→ Task details:
Show each line in the data below that contains the string "blue".

(Region labeling entries)
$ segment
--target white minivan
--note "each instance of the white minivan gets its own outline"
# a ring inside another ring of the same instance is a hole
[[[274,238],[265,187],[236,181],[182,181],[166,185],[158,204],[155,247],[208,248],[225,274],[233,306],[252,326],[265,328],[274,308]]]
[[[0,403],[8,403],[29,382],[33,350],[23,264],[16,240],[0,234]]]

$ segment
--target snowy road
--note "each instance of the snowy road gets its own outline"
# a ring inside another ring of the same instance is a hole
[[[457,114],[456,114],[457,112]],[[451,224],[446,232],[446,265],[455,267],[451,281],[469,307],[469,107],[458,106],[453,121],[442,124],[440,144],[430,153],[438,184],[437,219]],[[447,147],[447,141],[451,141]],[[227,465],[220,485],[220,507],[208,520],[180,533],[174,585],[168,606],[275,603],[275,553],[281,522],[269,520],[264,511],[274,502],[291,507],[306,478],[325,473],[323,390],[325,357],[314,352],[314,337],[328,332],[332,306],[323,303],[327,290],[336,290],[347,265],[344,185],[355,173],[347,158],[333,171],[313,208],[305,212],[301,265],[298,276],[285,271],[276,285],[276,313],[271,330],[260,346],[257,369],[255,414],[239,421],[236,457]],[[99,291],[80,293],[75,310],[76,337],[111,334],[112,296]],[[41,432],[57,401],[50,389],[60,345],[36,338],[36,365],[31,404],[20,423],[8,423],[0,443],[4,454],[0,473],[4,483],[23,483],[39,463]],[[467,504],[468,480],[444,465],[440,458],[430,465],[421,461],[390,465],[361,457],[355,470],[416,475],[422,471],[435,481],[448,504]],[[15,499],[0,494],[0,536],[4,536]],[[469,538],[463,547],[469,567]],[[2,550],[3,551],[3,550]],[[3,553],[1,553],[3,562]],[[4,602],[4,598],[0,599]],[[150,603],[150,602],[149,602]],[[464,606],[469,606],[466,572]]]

...

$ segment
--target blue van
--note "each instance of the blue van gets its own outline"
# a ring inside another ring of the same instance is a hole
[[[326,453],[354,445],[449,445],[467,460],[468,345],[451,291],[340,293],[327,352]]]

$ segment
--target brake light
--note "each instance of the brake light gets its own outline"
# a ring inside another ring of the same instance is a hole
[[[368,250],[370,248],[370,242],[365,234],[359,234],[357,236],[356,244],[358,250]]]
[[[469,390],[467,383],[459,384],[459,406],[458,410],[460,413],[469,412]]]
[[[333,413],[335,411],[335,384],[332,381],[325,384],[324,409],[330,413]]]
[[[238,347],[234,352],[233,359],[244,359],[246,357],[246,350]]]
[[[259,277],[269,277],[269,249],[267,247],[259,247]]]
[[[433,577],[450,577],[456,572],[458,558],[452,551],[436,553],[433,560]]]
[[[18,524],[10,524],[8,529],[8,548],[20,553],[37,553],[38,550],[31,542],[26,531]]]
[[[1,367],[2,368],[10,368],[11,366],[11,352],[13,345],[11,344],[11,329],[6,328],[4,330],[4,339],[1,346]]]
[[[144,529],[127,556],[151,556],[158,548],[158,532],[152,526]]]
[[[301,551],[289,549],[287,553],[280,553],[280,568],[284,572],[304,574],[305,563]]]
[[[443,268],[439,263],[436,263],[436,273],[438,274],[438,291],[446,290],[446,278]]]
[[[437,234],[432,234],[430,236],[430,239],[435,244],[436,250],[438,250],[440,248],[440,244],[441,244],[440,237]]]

---

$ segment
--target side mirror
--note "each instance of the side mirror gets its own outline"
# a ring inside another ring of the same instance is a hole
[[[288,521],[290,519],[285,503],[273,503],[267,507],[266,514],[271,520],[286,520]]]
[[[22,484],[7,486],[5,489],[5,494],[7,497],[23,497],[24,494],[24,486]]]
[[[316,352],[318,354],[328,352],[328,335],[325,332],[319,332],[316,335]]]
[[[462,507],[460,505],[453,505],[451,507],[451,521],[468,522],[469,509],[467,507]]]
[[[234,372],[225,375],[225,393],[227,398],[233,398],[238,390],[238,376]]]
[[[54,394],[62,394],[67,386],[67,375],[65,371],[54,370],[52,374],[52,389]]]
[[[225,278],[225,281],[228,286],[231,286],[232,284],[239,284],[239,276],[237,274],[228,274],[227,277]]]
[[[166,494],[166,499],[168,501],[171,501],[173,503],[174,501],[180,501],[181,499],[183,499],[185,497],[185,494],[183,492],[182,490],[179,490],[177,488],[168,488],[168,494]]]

→ Answer below:
--target blue van
--note "each instance of the blue van gets its own outline"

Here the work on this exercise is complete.